● **Work request**
Provide the number of lines below containing the word "above", without any other words.

(Dataset excerpts)

++++++

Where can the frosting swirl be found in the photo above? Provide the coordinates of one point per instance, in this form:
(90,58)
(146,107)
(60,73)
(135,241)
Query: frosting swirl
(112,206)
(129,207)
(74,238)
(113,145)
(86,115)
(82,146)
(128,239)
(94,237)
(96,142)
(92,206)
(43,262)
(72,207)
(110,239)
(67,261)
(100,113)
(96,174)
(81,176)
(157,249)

++++++

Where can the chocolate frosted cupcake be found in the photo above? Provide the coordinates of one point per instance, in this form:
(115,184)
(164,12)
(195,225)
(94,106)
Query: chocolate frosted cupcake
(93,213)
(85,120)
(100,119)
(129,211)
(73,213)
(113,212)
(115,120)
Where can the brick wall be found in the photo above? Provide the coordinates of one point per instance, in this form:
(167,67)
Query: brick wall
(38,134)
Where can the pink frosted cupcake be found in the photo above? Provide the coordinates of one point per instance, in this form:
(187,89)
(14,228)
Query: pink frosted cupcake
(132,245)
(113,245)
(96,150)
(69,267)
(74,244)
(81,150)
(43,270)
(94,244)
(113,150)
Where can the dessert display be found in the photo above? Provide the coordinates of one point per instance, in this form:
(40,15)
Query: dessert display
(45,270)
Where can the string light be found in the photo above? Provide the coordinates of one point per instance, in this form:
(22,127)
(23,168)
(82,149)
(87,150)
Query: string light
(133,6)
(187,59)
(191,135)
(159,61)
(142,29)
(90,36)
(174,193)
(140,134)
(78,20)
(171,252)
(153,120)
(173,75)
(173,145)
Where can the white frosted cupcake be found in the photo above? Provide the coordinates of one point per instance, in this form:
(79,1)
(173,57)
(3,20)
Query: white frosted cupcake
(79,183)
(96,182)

++++++

● **Your solution**
7